Point annotation dataset records:
== == ==

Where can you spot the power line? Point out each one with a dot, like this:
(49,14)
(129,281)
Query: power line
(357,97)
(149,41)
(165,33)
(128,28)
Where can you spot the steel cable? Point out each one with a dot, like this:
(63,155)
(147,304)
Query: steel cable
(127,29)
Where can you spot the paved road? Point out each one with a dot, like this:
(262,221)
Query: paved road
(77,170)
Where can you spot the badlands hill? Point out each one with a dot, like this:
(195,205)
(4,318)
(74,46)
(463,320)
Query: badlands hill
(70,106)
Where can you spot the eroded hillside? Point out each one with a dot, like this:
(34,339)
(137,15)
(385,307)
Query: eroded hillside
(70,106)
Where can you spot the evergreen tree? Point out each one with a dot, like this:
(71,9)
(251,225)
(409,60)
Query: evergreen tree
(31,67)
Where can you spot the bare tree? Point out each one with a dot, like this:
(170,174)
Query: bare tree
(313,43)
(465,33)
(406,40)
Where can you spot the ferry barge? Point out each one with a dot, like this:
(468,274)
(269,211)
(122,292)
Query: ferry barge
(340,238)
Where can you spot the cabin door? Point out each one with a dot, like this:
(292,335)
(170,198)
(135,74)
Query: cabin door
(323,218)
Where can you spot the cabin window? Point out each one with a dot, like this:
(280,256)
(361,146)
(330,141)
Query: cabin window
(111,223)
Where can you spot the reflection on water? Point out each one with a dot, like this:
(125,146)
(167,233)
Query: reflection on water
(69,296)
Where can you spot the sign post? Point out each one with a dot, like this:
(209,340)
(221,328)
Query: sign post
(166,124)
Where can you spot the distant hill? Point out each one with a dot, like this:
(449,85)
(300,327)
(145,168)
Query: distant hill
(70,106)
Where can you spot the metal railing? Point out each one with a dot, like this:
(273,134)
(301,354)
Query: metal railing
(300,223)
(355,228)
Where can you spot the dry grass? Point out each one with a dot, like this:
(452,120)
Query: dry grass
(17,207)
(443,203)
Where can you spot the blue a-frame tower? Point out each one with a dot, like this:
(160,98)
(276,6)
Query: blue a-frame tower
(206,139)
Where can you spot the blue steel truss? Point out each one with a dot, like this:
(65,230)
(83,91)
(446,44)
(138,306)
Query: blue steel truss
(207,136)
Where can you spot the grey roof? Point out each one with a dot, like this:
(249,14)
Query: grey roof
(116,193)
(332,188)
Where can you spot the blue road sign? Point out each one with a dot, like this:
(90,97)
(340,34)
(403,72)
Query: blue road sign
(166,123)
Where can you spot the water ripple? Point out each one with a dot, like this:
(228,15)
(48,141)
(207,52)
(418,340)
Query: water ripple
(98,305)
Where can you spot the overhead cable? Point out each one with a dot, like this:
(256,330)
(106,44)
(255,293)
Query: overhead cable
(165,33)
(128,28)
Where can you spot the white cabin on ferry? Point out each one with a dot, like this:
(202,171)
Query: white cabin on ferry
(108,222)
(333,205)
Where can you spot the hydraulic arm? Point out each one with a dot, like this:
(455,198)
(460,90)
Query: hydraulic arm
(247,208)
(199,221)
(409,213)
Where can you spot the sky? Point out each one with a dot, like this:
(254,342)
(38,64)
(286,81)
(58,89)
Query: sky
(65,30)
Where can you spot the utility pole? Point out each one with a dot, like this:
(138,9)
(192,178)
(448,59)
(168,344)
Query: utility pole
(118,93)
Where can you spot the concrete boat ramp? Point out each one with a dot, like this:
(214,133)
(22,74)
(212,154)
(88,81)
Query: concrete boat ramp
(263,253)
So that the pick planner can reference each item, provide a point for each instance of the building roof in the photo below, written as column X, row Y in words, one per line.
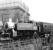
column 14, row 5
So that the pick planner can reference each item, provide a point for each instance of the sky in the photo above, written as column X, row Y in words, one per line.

== == ==

EXERCISE REQUIREMENTS:
Pull out every one of the records above and reproduce their lines word for word, leaving out the pictures.

TASK ANSWER:
Where can you spot the power line? Point out each one with a dot, like this:
(49,14)
(129,281)
Query: power line
(357,97)
(149,41)
(165,33)
(128,28)
Where can you spot the steel cable? Point out each one with a dot, like this:
(63,155)
(147,304)
Query: steel cable
(127,29)
Where can you spot the paved road? Point out each one with a dot, like this:
(262,221)
Query: paved road
(77,170)
Where can you spot the badlands hill? Point out each one with a dot, like this:
(195,205)
(4,318)
(74,46)
(463,320)
Query: badlands hill
(70,106)
Where can you spot the eroded hillside? Point out each one with a dot, like this:
(34,339)
(137,15)
(385,307)
Query: eroded hillside
(70,106)
Where can you spot the evergreen tree? Point out each one with a dot, like this:
(71,9)
(251,225)
(409,60)
Query: evergreen tree
(31,67)
Where can you spot the bare tree? Point out each one with a dot, like this:
(170,174)
Query: bare tree
(313,43)
(465,33)
(406,40)
Where can you spot the ferry barge? Point out each one with a dot, like this:
(468,274)
(269,211)
(122,292)
Query: ferry barge
(340,238)
Where can you spot the cabin door? Point out each one with a dot, like this:
(292,335)
(170,198)
(135,74)
Query: cabin door
(323,218)
Where can you spot the cabin window? Point out each one with a dot, like this:
(280,256)
(361,146)
(330,141)
Query: cabin window
(111,223)
Where can you spot the reflection on water? Point out each one with a dot, like this:
(125,146)
(167,233)
Query: reflection on water
(69,296)
Where can you spot the sign post? Point out each one with a dot, like this:
(209,340)
(221,328)
Query: sign post
(166,124)
Where can you spot the distant hill? Point out each one with a dot, like this:
(449,85)
(300,327)
(145,168)
Query: distant hill
(70,106)
Where can you spot the metal railing? Point out each one with a dot, like this:
(273,134)
(301,354)
Query: metal railing
(300,223)
(355,228)
Where can you spot the dry grass? Point out each one with a dot, like this:
(452,120)
Query: dry grass
(17,207)
(443,203)
Where can you spot the blue a-frame tower? Point out each one with a dot, like this:
(160,98)
(276,6)
Query: blue a-frame tower
(206,139)
Where can you spot the blue steel truss? Point out each one with a dot, like this:
(65,230)
(83,91)
(446,44)
(138,306)
Query: blue steel truss
(207,136)
Where can you spot the grey roof? Point out each one with a dot, like this:
(249,14)
Query: grey roof
(116,193)
(332,188)
Where can you spot the blue road sign? Point out each one with a dot, like this:
(90,97)
(340,34)
(403,72)
Query: blue road sign
(166,123)
Where can you spot the water ripple? Point out each one with a dot, like this:
(228,15)
(48,141)
(207,52)
(418,340)
Query: water ripple
(98,305)
Where can you spot the overhead cable? Point out each one with a dot, like this:
(256,330)
(106,44)
(255,293)
Query: overhead cable
(165,33)
(128,28)
Where can you spot the white cabin on ferry? Point out each one with a dot, like this:
(202,171)
Query: white cabin on ferry
(108,222)
(333,205)
Where can you spot the hydraulic arm? Point out each one with a dot, like this:
(455,198)
(460,90)
Query: hydraulic arm
(247,208)
(199,221)
(409,213)
Where can you spot the sky? Point out each one with a dot, like this:
(254,342)
(38,64)
(286,81)
(58,89)
Query: sky
(65,30)
Where can you spot the utility pole? Point out each one with a dot, like this:
(138,9)
(192,178)
(448,59)
(168,344)
Query: utility pole
(118,93)
Where can you spot the concrete boat ramp? Point out each one with a dot, like this:
(214,133)
(22,74)
(212,154)
(88,81)
Query: concrete boat ramp
(263,253)
So that the pick planner can reference each item, provide a point for each instance of the building roof in the photo below, written as column X, row Y in words, one per line.
column 14, row 5
So that the pick planner can reference each item, provide a point for each instance of the sky in the photo above, written as column X, row Y in words, one per line.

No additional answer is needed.